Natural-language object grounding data
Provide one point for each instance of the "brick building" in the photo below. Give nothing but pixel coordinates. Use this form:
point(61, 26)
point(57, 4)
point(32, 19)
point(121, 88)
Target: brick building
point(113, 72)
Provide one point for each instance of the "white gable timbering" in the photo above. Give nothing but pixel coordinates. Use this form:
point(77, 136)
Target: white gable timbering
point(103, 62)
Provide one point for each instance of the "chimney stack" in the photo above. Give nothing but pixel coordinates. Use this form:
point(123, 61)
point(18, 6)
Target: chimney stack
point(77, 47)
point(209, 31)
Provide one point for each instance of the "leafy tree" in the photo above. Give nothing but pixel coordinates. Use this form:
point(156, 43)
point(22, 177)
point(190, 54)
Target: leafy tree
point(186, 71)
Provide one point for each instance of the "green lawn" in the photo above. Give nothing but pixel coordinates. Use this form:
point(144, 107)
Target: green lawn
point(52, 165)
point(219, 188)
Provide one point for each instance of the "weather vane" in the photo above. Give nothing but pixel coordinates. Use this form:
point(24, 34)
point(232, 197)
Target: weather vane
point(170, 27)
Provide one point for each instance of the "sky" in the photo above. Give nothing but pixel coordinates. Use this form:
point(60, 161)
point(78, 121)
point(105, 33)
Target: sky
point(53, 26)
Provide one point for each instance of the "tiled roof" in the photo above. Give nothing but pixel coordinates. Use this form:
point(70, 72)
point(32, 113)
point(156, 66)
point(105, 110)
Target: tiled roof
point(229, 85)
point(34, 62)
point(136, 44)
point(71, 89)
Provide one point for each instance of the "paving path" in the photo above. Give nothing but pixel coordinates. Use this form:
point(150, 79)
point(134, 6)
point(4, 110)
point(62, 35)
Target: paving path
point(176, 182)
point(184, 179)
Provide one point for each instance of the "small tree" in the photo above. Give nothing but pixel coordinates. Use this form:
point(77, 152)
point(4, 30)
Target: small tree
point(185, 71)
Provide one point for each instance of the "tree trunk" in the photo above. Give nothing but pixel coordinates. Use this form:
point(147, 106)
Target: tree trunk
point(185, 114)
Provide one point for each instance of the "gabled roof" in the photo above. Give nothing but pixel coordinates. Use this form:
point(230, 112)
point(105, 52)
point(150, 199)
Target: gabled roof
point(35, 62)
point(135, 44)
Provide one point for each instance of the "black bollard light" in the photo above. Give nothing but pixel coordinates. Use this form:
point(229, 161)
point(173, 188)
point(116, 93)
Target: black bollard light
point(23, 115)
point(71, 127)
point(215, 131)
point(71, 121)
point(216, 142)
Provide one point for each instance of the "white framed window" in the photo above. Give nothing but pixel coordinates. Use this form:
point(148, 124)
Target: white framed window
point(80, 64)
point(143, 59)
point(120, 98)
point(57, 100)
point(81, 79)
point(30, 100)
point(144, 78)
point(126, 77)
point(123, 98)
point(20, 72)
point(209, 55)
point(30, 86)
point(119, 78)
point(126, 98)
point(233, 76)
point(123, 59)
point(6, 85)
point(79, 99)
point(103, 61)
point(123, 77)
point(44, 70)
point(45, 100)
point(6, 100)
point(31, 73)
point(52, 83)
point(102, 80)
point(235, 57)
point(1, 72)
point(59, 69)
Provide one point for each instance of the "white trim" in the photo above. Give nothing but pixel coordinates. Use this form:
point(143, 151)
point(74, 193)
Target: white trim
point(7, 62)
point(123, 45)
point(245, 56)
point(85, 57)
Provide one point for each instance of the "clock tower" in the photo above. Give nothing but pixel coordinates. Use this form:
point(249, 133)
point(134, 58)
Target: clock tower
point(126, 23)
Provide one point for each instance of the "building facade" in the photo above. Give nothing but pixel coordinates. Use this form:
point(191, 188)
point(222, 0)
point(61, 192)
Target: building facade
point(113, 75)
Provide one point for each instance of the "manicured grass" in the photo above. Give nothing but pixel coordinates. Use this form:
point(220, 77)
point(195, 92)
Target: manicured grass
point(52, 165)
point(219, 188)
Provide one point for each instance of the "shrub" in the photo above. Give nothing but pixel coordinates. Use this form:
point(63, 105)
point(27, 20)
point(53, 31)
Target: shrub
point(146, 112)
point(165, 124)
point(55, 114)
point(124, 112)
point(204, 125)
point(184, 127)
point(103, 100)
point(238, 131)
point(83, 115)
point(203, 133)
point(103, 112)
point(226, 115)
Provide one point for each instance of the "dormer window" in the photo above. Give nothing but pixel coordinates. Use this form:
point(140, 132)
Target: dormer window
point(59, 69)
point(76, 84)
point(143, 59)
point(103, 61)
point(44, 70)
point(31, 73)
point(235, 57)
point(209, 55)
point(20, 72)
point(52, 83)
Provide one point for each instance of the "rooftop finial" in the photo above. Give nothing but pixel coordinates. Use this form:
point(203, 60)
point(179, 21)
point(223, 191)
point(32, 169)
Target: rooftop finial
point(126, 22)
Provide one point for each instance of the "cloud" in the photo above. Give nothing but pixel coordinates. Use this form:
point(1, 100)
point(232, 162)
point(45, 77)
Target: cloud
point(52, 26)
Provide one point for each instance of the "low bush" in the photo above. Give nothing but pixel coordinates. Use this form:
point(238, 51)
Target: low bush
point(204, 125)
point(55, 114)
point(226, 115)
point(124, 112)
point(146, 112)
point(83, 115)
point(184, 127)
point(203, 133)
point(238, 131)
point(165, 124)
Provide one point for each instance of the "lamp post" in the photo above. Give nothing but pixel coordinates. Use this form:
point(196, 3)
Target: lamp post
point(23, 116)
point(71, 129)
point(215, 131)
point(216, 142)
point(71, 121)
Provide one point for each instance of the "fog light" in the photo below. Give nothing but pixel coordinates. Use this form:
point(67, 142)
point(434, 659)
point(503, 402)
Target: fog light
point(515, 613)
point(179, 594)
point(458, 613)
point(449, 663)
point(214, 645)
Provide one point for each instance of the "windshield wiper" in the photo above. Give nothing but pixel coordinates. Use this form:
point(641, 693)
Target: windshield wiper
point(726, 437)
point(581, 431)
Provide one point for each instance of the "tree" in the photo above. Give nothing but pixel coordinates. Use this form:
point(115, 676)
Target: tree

What this task involves. Transcribe every record. Match each line exactly.

Your response.
Provide one point for each instance of the "brick building" in the photo below. Give nothing but pixel coordinates. Use this form:
point(61, 26)
point(57, 4)
point(32, 19)
point(121, 88)
Target: brick building
point(113, 72)
Provide one point for each instance of the "white gable timbering" in the photo above. Give nothing but pixel coordinates. Use this form:
point(77, 136)
Target: white gable timbering
point(103, 62)
Provide one point for each instance of the "chimney stack" in the photo above. Give nothing but pixel coordinates. Use this form:
point(123, 61)
point(18, 6)
Target: chimney stack
point(77, 47)
point(209, 31)
Provide one point for each instance of the "leafy tree" in the photo above. Give nothing but pixel coordinates. Use this form:
point(156, 43)
point(22, 177)
point(190, 54)
Target: leafy tree
point(186, 71)
Provide one point for each instance of the "green lawn" in the photo above. Give nothing but pixel coordinates. Use this form:
point(144, 107)
Target: green lawn
point(52, 165)
point(219, 188)
Provide one point for each instance of the "weather vane" in the photo above. Give nothing but pixel coordinates. Use this form:
point(24, 34)
point(232, 197)
Target: weather vane
point(170, 27)
Provide one point for each instance of the "sky" in the photo above. Give nothing but pixel coordinates. Use this form:
point(60, 161)
point(78, 121)
point(105, 33)
Target: sky
point(53, 26)
Provide one point for each instance of the "tiled roof" in the photo above. Give nothing but pixel coordinates. Use this form:
point(70, 72)
point(32, 113)
point(156, 66)
point(105, 110)
Target: tiled roof
point(229, 85)
point(34, 62)
point(136, 44)
point(71, 89)
Provide one point for each instance of the "paving path" in the photo above. Give nothing but pixel coordinates. Use this form:
point(150, 79)
point(134, 6)
point(4, 110)
point(62, 35)
Target: paving path
point(176, 182)
point(184, 179)
Provide one point for each instance of the "small tree" in the photo above. Give nothing but pixel coordinates. Use this form:
point(77, 152)
point(4, 30)
Target: small tree
point(185, 71)
Provide one point for each instance of the "tree trunk" in the photo above. Give nothing but pixel coordinates. Use this form:
point(147, 106)
Target: tree trunk
point(185, 114)
Provide one point for each instance of the "gabled roof" in the photo above. Give nothing but pixel coordinates. Use this form:
point(230, 112)
point(105, 52)
point(150, 199)
Target: gabled roof
point(35, 62)
point(135, 44)
Provide one point for each instance of the "black bollard light" in the photo above. Give nothing but pixel coordinates. Use this form:
point(229, 161)
point(173, 188)
point(116, 93)
Target: black bollard light
point(23, 115)
point(71, 127)
point(215, 131)
point(71, 121)
point(216, 142)
Provide one point for each instance of the "white framed window" in the photo above. Give nothing but pixel coordinates. Use this form:
point(148, 124)
Target: white framed window
point(80, 64)
point(143, 59)
point(120, 98)
point(57, 100)
point(81, 79)
point(30, 100)
point(144, 78)
point(126, 77)
point(123, 98)
point(20, 72)
point(209, 55)
point(30, 86)
point(119, 78)
point(126, 98)
point(233, 76)
point(123, 59)
point(6, 85)
point(79, 99)
point(103, 61)
point(123, 77)
point(44, 70)
point(45, 100)
point(6, 100)
point(31, 73)
point(52, 83)
point(102, 80)
point(235, 57)
point(1, 72)
point(59, 69)
Provide one point for each instance of the "white trim" in the photo above. Give nothing but pixel coordinates. Use this form:
point(143, 151)
point(74, 193)
Target: white trim
point(7, 62)
point(123, 45)
point(245, 56)
point(85, 57)
Provide one point for each instance of the "clock tower" in the photo above. Give nothing but pixel coordinates. Use this form:
point(249, 133)
point(134, 58)
Target: clock tower
point(126, 23)
Provide one point for each instance of the "building facade" in the photo above. Give nothing but pixel coordinates. Use this form:
point(191, 188)
point(222, 0)
point(61, 192)
Target: building facade
point(113, 75)
Provide one point for each instance of the "manicured grass" in the photo above. Give nothing but pixel coordinates. Use this form:
point(220, 77)
point(195, 92)
Target: manicured grass
point(52, 165)
point(219, 188)
Provide one point for each instance of the "shrub" in the photo above. Give nothing but pixel coordinates. Use this form:
point(63, 105)
point(27, 20)
point(53, 31)
Target: shrub
point(146, 112)
point(165, 124)
point(55, 114)
point(124, 112)
point(204, 125)
point(184, 127)
point(103, 100)
point(238, 131)
point(83, 115)
point(203, 133)
point(103, 112)
point(226, 115)
Provide one point for each instance of the "dormer window" in the photo above. Give nothing but pixel coordinates. Use this form:
point(140, 132)
Target: dormer window
point(59, 69)
point(76, 84)
point(143, 59)
point(103, 61)
point(44, 70)
point(31, 73)
point(235, 57)
point(209, 55)
point(20, 72)
point(52, 83)
Provide one point for each instance of the "rooftop finial" in the photo above. Give nothing but pixel coordinates. Use this form:
point(203, 60)
point(179, 21)
point(223, 191)
point(32, 169)
Target: rooftop finial
point(126, 22)
Provide one point for each instance of the "cloud" in the photo above. Give nothing but pixel coordinates. Use this form:
point(1, 100)
point(232, 162)
point(45, 77)
Target: cloud
point(52, 26)
Provide one point for each instance of the "low bush" in the photo above. Give nothing but pixel coordinates. Use this form:
point(238, 51)
Target: low bush
point(204, 125)
point(55, 114)
point(226, 115)
point(124, 112)
point(146, 112)
point(83, 115)
point(184, 127)
point(203, 133)
point(238, 131)
point(165, 124)
Provide one point for each instance of the "lamp post" in the photo above. Give nothing but pixel coordinates. Use this form:
point(196, 3)
Target: lamp post
point(23, 116)
point(71, 129)
point(215, 131)
point(216, 142)
point(71, 121)
Provide one point for each instance of the "fog light" in the photo below. Give nothing but pixel coordinates. Use this form:
point(67, 142)
point(434, 659)
point(503, 402)
Target: fog light
point(515, 613)
point(179, 594)
point(458, 613)
point(449, 663)
point(214, 645)
Provide one point for each instance of the "windshield wiper" in the photo above. Give nothing but pixel coordinates. Use this form:
point(641, 693)
Target: windshield wiper
point(726, 437)
point(581, 431)
Provide one point for each instance of the "tree" in the photo above. Give nothing but pixel coordinates. Use this form:
point(115, 676)
Target: tree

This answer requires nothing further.